> **本文抜粋**:
図2】顧客DBに記憶されるデータの内容例を示す図である。
図3】ユーザDBに記憶されるデータの内容例を示す図である。
図4】第1識別器の概要を示す説明図である。
図5】情報処理システムにおける処理の流れを説明する説明図である。
図6】共通データ構造の定義に関する処理手順の一例を示すシーケンス図である。
図7】第1識別器の生成に関する処理手順の一例を示すシーケンス図である。
図8】第1識別器の生成に関する処理手順の一例を示すシーケンス図である。
図9】共通データを特定する処理手順の一例を示すシーケンス図である。
図10】第2実施形態における情報処理システムの構成例を示す模式図である。
図11】第2識別器の生成に関する処理手順の一例を示すシーケンス図である。
図12】第2識別器の生成に関する処理手順の一例を示すシーケンス図である。
【発明を実施するための形態】
【0012】
本発明の実施形態に係る情報処理方法、プログラム及び情報処理装置の具体例を、以下に図面を参照しつつ説明する。なお、本発明はこれらの例示に限定されるものではなく、特許請求の範囲によって示され、特許請求の範囲と均等の意味及び範囲内でのすべての変更が含まれることが意図される。また、以下に記載する実施形態の少なくとも一部を任意に組み合わせてもよい。
なお、以下に記載する実施形態に示すシーケンスは限定されるものではなく、矛盾の無い範囲で、各処理手順はその順序を変更して実行されてもよく、また並行して複数の処理が実行されてもよい。各処理の処理主体は限定されるものではなく、矛盾の無い範囲で、各装置の処理を他の装置が実行してもよい。
【0013】
(第1実施形態)
図1は、情報処理システム100の構成例を示す模式図である。情報処理システム100は、第1情報処理装置1及び第2情報処理装置2を備える。第1情報処理装置1及び第2情報処理装置2は、インターネット等のネットワークNに通信接続され、ネットワークNを介してデータの送受信が可能である。
【0014】
第1情報処理装置1及び第2情報処理装置2はそれぞれ、例えばサーバコンピュータ、パーソナルコンピュータ、量子コンピュータ等であり、種々の情報処理、情報の送受信を行う。第1情報処理装置1及び第2情報処理装置2はそれぞれ、異なる事業者(エンティティ)により管理されている。本実施形態では、一例として、第1情報処理装置1が銀行業者に管理され、第2情報処理装置2がウェブサービス提供業者に管理されているものとする。銀行業者が第1エンティティ、すなわち第1情報処理装置1を管理する事業者に対応する。ウェブサービス提供業者が第2エンティティ、すなわち第2情報処理装置2を管理する事業者に対応する。なお第1エンティティ及び第2エンティティの業種は上記の例に限定されるものでないことは勿論である。例えば、第1エンティティが電気事業者であり、第2エンティティがウェブサービス提供業者であってもよい。
【0015】
図1では、情報処理システム100が2つの情報処理装置により構成される例を示しているが、本実施形態は限定されるものではない。情報処理システム100は、3つ以上の情報処理装置を備え、3つ以上のエンティティを含む構成であってもよい。

> **課題 1**: 情報処理システムに関する本文のうち、「図10】第2実施形態における情報処理システムの構成例を示す模式図である。」を含む語句で始まり「を他の装置が実行してもよい。」で終わる部分を、そのまま繰り返して書いてください。

> **記録**:
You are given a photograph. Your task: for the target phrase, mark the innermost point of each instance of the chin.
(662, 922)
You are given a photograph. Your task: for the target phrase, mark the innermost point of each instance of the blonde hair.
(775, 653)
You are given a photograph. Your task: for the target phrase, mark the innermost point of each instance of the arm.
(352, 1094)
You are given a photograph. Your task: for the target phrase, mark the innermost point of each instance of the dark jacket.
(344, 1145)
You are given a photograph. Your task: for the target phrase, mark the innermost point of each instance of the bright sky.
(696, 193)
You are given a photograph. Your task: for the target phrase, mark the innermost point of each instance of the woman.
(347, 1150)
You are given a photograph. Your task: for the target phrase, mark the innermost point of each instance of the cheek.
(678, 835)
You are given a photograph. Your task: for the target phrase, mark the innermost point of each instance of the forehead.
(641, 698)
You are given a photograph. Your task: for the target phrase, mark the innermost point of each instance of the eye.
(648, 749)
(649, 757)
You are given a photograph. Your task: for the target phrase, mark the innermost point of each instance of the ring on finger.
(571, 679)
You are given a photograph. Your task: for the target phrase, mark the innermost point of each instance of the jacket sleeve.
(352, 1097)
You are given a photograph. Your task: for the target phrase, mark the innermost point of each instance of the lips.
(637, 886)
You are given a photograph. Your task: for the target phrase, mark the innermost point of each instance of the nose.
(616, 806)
==
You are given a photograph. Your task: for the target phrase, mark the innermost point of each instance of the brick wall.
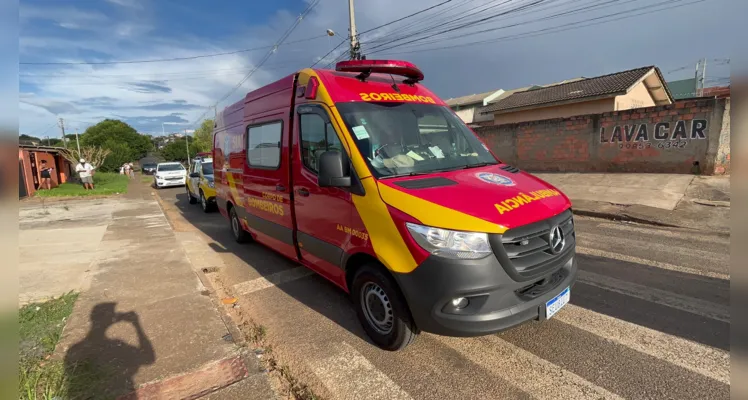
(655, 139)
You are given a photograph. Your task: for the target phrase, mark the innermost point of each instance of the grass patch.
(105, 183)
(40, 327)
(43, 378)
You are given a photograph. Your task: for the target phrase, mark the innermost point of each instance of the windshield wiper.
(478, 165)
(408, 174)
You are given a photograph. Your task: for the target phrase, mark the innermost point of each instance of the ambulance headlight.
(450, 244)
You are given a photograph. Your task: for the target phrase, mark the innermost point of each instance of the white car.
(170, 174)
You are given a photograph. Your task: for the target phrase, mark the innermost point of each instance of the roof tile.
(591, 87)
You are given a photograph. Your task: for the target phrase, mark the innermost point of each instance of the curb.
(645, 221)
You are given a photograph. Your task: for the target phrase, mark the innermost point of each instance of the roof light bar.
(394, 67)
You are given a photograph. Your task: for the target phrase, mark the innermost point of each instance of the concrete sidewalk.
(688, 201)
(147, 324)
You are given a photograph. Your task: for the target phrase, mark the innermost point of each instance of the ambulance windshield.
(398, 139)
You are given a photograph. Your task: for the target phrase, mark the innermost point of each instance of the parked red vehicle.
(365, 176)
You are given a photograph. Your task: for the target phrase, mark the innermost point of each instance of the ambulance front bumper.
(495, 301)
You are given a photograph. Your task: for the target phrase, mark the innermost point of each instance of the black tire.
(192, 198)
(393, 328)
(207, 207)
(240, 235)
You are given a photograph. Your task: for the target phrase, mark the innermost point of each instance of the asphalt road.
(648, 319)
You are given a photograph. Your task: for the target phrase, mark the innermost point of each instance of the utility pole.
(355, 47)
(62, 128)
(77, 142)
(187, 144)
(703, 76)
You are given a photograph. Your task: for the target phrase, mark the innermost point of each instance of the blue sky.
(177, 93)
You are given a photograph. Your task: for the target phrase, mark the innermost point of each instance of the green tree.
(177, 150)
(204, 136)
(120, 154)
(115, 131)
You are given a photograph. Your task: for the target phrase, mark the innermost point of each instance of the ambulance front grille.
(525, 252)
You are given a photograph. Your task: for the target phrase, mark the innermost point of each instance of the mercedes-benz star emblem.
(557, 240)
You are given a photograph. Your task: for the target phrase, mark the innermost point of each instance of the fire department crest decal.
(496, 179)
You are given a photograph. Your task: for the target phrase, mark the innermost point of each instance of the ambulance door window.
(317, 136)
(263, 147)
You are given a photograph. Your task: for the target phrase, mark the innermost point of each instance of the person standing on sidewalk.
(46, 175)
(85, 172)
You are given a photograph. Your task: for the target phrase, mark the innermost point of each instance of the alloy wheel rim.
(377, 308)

> **課題 2**: 記録のうち、「of the chin.」を含む行で始まり「(352, 1094)」を含む行で終わる部分だけを、「target phrase」を「target expression」に置き換え、ほかは変えずに出してください。

> **解答 1**:
図10】第2実施形態における情報処理システムの構成例を示す模式図である。
図11】第2識別器の生成に関する処理手順の一例を示すシーケンス図である。
図12】第2識別器の生成に関する処理手順の一例を示すシーケンス図である。
【発明を実施するための形態】
【0012】
本発明の実施形態に係る情報処理方法、プログラム及び情報処理装置の具体例を、以下に図面を参照しつつ説明する。なお、本発明はこれらの例示に限定されるものではなく、特許請求の範囲によって示され、特許請求の範囲と均等の意味及び範囲内でのすべての変更が含まれることが意図される。また、以下に記載する実施形態の少なくとも一部を任意に組み合わせてもよい。
なお、以下に記載する実施形態に示すシーケンスは限定されるものではなく、矛盾の無い範囲で、各処理手順はその順序を変更して実行されてもよく、また並行して複数の処理が実行されてもよい。各処理の処理主体は限定されるものではなく、矛盾の無い範囲で、各装置の処理を他の装置が実行してもよい。

> **解答 2**:
You are given a photograph. Your task: for the target expression, mark the innermost point of each instance of the chin.
(662, 922)
You are given a photograph. Your task: for the target expression, mark the innermost point of each instance of the blonde hair.
(775, 653)
You are given a photograph. Your task: for the target expression, mark the innermost point of each instance of the arm.
(352, 1094)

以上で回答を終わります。